Copy every item below character for character, keeping each line unchanged.

______

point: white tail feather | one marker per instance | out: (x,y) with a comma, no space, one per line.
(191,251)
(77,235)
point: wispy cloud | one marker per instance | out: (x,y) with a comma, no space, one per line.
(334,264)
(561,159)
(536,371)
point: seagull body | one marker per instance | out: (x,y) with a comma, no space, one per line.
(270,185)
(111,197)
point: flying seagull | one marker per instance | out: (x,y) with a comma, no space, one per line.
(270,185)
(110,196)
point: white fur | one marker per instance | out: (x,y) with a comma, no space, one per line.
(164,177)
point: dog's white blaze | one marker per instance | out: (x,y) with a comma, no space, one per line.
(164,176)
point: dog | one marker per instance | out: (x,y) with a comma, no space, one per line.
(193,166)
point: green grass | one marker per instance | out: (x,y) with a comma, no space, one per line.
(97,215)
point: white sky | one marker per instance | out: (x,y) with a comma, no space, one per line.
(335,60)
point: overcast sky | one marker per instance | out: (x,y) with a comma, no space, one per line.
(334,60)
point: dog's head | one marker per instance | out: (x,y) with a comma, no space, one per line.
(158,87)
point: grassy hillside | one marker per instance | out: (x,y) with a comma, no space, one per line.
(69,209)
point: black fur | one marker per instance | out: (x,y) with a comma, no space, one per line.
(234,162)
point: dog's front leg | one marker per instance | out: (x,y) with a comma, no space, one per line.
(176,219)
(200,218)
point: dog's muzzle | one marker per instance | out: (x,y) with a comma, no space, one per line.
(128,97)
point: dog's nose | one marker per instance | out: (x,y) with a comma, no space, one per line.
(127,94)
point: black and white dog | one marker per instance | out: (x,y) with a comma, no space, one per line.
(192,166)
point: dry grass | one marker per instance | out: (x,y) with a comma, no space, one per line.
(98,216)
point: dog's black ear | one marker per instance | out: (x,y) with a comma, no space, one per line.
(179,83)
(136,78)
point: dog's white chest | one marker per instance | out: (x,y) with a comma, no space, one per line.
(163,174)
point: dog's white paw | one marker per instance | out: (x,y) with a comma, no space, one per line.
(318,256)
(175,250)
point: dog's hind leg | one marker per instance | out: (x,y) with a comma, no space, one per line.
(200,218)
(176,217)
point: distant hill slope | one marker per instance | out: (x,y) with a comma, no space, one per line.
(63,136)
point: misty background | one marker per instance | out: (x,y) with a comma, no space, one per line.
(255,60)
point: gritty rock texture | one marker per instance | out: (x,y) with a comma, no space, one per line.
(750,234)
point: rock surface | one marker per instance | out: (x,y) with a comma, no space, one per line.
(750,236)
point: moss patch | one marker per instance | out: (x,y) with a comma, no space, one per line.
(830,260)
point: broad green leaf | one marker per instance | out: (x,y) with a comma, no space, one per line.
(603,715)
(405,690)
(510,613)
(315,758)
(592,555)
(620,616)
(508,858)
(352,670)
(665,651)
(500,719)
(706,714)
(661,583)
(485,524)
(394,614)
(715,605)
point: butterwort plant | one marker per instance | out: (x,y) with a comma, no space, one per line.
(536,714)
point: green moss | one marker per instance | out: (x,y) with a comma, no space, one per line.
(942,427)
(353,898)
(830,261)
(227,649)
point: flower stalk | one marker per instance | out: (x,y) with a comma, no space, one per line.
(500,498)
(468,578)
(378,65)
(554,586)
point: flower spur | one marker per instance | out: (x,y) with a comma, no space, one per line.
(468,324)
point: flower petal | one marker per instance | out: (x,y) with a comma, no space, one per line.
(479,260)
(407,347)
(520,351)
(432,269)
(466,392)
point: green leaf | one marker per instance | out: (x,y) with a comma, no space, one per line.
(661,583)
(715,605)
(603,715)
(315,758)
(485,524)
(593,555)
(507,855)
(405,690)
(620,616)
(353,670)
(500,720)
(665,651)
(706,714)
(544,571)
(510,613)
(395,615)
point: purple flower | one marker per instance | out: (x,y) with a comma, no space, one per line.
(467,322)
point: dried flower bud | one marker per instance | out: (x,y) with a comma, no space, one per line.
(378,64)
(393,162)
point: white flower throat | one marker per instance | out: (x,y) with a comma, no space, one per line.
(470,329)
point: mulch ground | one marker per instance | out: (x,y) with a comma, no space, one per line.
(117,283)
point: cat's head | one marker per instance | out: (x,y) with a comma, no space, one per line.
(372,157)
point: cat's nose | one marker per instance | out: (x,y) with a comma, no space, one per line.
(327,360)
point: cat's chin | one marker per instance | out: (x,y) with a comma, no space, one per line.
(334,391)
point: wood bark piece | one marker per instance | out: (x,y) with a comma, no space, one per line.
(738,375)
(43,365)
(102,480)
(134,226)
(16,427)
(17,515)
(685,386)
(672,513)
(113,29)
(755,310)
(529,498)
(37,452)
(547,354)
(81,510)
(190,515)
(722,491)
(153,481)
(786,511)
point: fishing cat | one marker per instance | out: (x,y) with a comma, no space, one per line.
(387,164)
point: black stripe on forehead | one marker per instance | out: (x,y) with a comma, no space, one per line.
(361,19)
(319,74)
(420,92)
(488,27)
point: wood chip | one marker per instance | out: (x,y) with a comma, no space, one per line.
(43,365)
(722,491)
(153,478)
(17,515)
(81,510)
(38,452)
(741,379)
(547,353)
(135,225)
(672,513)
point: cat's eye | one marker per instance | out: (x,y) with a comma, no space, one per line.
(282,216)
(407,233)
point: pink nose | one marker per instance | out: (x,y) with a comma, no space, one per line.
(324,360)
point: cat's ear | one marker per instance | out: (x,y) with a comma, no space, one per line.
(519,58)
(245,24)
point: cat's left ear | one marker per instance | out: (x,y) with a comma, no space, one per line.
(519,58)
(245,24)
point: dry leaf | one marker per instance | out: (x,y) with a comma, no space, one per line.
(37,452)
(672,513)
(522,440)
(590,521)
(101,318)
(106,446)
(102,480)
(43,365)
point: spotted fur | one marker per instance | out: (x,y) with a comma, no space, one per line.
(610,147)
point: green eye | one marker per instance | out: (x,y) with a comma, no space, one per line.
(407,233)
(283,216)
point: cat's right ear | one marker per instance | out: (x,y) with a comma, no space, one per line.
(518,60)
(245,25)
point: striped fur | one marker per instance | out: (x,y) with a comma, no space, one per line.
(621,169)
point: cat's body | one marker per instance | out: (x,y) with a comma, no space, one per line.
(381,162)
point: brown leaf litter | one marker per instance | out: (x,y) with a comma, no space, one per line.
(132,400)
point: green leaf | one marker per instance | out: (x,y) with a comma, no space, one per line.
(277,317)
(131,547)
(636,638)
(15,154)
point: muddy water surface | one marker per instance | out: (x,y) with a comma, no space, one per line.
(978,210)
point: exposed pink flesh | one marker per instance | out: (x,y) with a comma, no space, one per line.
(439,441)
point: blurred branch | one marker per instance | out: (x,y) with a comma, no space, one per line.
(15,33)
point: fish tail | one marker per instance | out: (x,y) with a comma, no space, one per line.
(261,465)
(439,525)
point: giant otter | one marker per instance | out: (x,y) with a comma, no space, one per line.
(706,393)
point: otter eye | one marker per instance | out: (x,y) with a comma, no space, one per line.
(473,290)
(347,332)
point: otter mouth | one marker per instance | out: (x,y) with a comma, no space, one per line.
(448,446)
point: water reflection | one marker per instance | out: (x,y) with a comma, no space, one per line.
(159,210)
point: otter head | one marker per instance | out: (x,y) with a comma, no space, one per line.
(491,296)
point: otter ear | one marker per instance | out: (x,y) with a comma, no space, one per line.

______

Response:
point: white tail feather | one marker per instance | out: (x,y) with a comma, no space, one per line.
(191,251)
(77,235)
point: wispy cloud | one marker per instance | out: (x,y) with a comma, no space, one per line.
(334,264)
(561,159)
(536,371)
point: seagull body | one marker per instance | out: (x,y) with a comma, no space, one per line.
(270,185)
(111,197)
point: flying seagull | one marker per instance | out: (x,y) with a comma, no space, one per line.
(270,185)
(110,196)
point: white fur | one marker per instance | out: (x,y) with a comma, no space, one per line.
(164,177)
point: dog's white blaze | one marker per instance | out: (x,y) with a comma, no space, one per line.
(164,176)
point: dog | one marker per instance | out: (x,y) with a comma, no space, one per line.
(193,166)
point: green grass | one marker per instance | out: (x,y) with a comma, no space, one per line.
(97,215)
point: white sky | one marker per instance | out: (x,y) with a comma, no space, one per line.
(335,60)
point: overcast sky | one marker per instance | out: (x,y) with a comma, no space, one per line.
(334,60)
point: dog's head | one marker per instance | out: (x,y) with a comma, no space, one per line.
(158,87)
point: grassy hillside | one marker per instance | out: (x,y) with a comma, no space, one per line.
(69,209)
point: black fur | one marker per instance | out: (x,y) with a comma, no space, one per line.
(234,162)
point: dog's front leg | one marker per instance | out: (x,y) with a comma, no space, one per line.
(176,219)
(200,218)
point: dog's muzzle | one marker per instance | out: (x,y) with a comma, no space, one per line.
(128,97)
point: dog's nose | one marker per instance | out: (x,y) with a comma, no space, one per line.
(127,94)
point: black and white dog | one marker per instance | out: (x,y) with a comma, no space, one per line.
(192,166)
point: dry grass | one marker per instance | out: (x,y) with a comma, no space, one per line.
(98,216)
point: dog's black ear | one marker per instance | out: (x,y) with a comma, no space, one per line.
(179,83)
(136,78)
point: dog's white chest | one marker per instance | out: (x,y) with a comma, no space, one per line.
(163,174)
point: dog's white paw | one marker per instance | out: (x,y) with a comma, no space, one per line.
(318,256)
(175,250)
point: dog's hind leg | one marker per instance | out: (x,y) with a comma, no space, one per line.
(200,218)
(176,217)
point: distant hill slope | one marker per instance | out: (x,y) with a comma, no space, one per line.
(63,136)
point: misty background | one marker per instance | out: (x,y) with a comma, no space, one per line.
(255,60)
point: gritty rock texture | one marker per instance | out: (x,y) with a comma, no space, one per line.
(750,234)
point: rock surface | one marker per instance | out: (x,y) with a comma, no space, one per line.
(750,236)
point: moss patch | one marker per instance | out: (x,y) with a comma, no space, one per line.
(830,260)
point: broad green leaf | one marker per instance | out: (x,y) with a comma, no space, one per line.
(603,715)
(405,690)
(510,613)
(315,758)
(592,555)
(620,616)
(508,858)
(352,670)
(665,651)
(500,719)
(706,714)
(661,583)
(485,524)
(394,614)
(715,605)
point: butterwort plant | one marker per instance | out: (x,y) with a comma, no space, one per line.
(536,714)
point: green moss | one marker per instance | out: (x,y) with a comma, no space, one per line.
(942,427)
(353,898)
(830,261)
(227,649)
point: flower stalk | one marker per instance | out: (x,y) with a comma, no space, one per line.
(500,498)
(468,578)
(378,65)
(554,586)
point: flower spur | one marker per instance | out: (x,y) with a comma, no space, one per line.
(468,324)
point: flower petal | one marker per instance | out: (x,y) with a comma, no space, one per line.
(479,260)
(407,347)
(520,351)
(432,269)
(466,392)
point: green leaf | one marker per instance | out: (x,y) with a comma, no space, one per line.
(661,583)
(715,605)
(603,715)
(315,758)
(485,524)
(593,555)
(507,855)
(405,690)
(620,616)
(353,670)
(500,720)
(665,651)
(706,714)
(544,571)
(510,613)
(395,615)
point: purple flower | one marker per instance | out: (x,y) with a comma, no space, one per line.
(467,322)
point: dried flower bud | one marker per instance | out: (x,y) with a comma, no space, one per line.
(378,64)
(393,162)
point: white flower throat | one marker per instance | out: (x,y) with a comma, no space, one per line.
(470,329)
point: mulch ground | one marker per instance | out: (x,y) with a comma, no space, one per line.
(117,283)
point: cat's head | one marker per instance | out: (x,y) with a comma, no space, one per line.
(372,157)
point: cat's nose | one marker per instance | out: (x,y) with a comma, no space, one per line.
(327,360)
point: cat's chin | one marker per instance | out: (x,y) with a comma, no space, one per line.
(334,391)
point: wood bark piece | one marker per instance | out: (x,y) with a comma, no space, one per line.
(738,375)
(43,365)
(102,480)
(134,226)
(16,427)
(17,515)
(685,386)
(672,513)
(113,29)
(755,310)
(529,498)
(37,452)
(547,354)
(81,510)
(190,515)
(722,491)
(153,481)
(786,511)
point: fishing cat | one marker per instance | out: (x,y) with a comma, no space, one per line.
(387,164)
point: black stripe on forehead | one marker per instance | out: (x,y) with a comma, no space, one per line.
(361,19)
(319,74)
(420,92)
(488,27)
point: wood chip | one marker per instance | out: (x,y) with a comma, no space, one per line.
(43,365)
(722,491)
(153,478)
(17,515)
(81,510)
(38,452)
(741,379)
(547,353)
(135,225)
(672,513)
point: cat's eye | one marker per instance | out: (x,y) with a comma, no space, one per line.
(282,216)
(407,233)
point: pink nose | one marker per instance | out: (x,y) with a comma, no space, one per line.
(324,360)
point: cat's ear | one marker per instance | out: (x,y) with a comma, no space, one per line.
(519,58)
(245,24)
point: cat's left ear | one marker per instance | out: (x,y) with a comma, no space, one per line.
(519,58)
(245,24)
point: dry leaf | one marker per instance | out: (x,y) with a comma, no space, one per line.
(37,452)
(672,513)
(522,440)
(590,521)
(101,318)
(106,446)
(102,480)
(43,365)
point: spotted fur | one marker per instance | out: (x,y) with a comma, no space, one per line.
(610,147)
point: green eye | one marker per instance | out: (x,y) with a comma, no space, one per line.
(407,233)
(283,216)
point: cat's right ear | one marker per instance | out: (x,y) with a comma, no space, one per line.
(518,60)
(245,25)
point: striped fur | one marker per instance | out: (x,y) with a comma, no space, one per line.
(621,169)
point: cat's body | one marker per instance | out: (x,y) with a comma, no space, one per line.
(381,162)
point: brown leaf litter | one marker per instance | out: (x,y) with a comma, no space, one per line.
(132,400)
point: green leaf | one marker per instance | out: (x,y) with a comma, no space, one per line.
(277,317)
(131,547)
(636,638)
(15,154)
point: muddy water surface | one marker per instance | out: (x,y) with a comma, no space, one per line.
(978,210)
point: exposed pink flesh | one marker per instance | out: (x,y) with a comma, no space, one per line.
(439,441)
point: blurred branch | one marker per instance | out: (x,y) with a comma, no space, one per line.
(15,33)
point: fish tail | one marker per instance | out: (x,y) with a comma, no space, one per line.
(261,465)
(439,525)
point: giant otter | one marker per instance | out: (x,y) with a comma, no space, one per line.
(706,393)
point: otter eye | one marker per instance | out: (x,y) with a comma, no space, one per line.
(473,290)
(347,332)
point: otter mouth | one marker per instance | out: (x,y) with a comma, no space, one per line.
(448,446)
point: water reflection | one marker per instance | out: (x,y) with a comma, no space, one per line.
(159,210)
point: otter head | one marker per instance | out: (x,y) with a comma, no space, one per line.
(491,296)
point: otter ear | one marker per instance | out: (x,y) with a comma, no space, one per line.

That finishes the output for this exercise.